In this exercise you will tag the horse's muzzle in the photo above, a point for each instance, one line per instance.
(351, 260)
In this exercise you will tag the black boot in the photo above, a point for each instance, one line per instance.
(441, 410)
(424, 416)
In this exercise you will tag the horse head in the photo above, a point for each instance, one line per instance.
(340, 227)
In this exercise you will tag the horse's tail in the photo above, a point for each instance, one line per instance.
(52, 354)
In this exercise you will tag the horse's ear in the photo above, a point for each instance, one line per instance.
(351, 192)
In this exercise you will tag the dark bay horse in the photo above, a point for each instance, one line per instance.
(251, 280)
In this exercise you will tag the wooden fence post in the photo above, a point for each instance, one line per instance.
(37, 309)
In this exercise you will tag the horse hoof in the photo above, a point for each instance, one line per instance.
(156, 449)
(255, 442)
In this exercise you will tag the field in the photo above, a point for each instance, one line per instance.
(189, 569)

◇ ◇ ◇

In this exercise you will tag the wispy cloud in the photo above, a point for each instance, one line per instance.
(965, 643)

◇ ◇ ◇

* _TASK DIRECTIONS_
How many lines in the listing above contain the word "hoof", counting only matches with the same capitalization? Reply with the number alone.

* _TASK RESULT_
1